TO-DO ITEM: Copy every one of the following entries word for word, leaving each line unchanged.

----- DATA -----

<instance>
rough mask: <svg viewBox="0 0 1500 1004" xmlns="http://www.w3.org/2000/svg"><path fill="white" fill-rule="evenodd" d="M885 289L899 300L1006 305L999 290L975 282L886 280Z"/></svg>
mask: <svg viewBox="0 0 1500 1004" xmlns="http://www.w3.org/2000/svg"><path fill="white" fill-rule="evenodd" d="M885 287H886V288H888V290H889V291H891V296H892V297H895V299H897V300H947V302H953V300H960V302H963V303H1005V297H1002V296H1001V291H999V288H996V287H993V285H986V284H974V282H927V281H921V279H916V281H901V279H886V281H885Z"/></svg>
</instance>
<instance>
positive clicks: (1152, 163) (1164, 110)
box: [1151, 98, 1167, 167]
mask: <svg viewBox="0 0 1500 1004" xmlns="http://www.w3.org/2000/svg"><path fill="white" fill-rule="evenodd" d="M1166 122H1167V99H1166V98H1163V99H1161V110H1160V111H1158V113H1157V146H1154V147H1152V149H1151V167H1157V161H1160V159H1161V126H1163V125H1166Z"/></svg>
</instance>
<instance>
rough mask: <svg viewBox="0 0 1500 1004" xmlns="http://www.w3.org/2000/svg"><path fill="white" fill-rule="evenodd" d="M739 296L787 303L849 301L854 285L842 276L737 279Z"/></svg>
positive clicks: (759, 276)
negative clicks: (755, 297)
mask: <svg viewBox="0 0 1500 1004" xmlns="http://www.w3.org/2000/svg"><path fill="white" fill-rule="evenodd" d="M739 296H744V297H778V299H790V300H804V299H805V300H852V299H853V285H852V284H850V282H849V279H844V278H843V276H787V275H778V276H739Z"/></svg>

-----

PROBLEM SOLUTION:
<instance>
rough mask: <svg viewBox="0 0 1500 1004" xmlns="http://www.w3.org/2000/svg"><path fill="white" fill-rule="evenodd" d="M885 289L899 300L1006 305L999 290L975 282L886 280Z"/></svg>
mask: <svg viewBox="0 0 1500 1004" xmlns="http://www.w3.org/2000/svg"><path fill="white" fill-rule="evenodd" d="M885 287H886V288H888V290H889V291H891V296H892V297H895V299H897V300H947V302H953V300H960V302H963V303H1005V297H1002V296H1001V291H999V288H996V287H993V285H986V284H974V282H927V281H921V279H916V281H901V279H886V281H885Z"/></svg>
</instance>
<instance>
positive clicks: (1152, 163) (1164, 110)
box: [1151, 98, 1167, 167]
mask: <svg viewBox="0 0 1500 1004" xmlns="http://www.w3.org/2000/svg"><path fill="white" fill-rule="evenodd" d="M1166 122H1167V99H1166V98H1163V99H1161V110H1160V111H1158V113H1157V146H1154V147H1152V149H1151V167H1157V161H1160V159H1161V126H1163V125H1166Z"/></svg>
</instance>
<instance>
rough mask: <svg viewBox="0 0 1500 1004" xmlns="http://www.w3.org/2000/svg"><path fill="white" fill-rule="evenodd" d="M739 296L787 303L849 301L854 285L842 276L737 279Z"/></svg>
positive clicks: (759, 276)
negative clicks: (755, 297)
mask: <svg viewBox="0 0 1500 1004" xmlns="http://www.w3.org/2000/svg"><path fill="white" fill-rule="evenodd" d="M739 296H744V297H778V299H790V300H804V299H805V300H852V299H853V285H852V284H850V282H849V279H844V278H843V276H787V275H778V276H739Z"/></svg>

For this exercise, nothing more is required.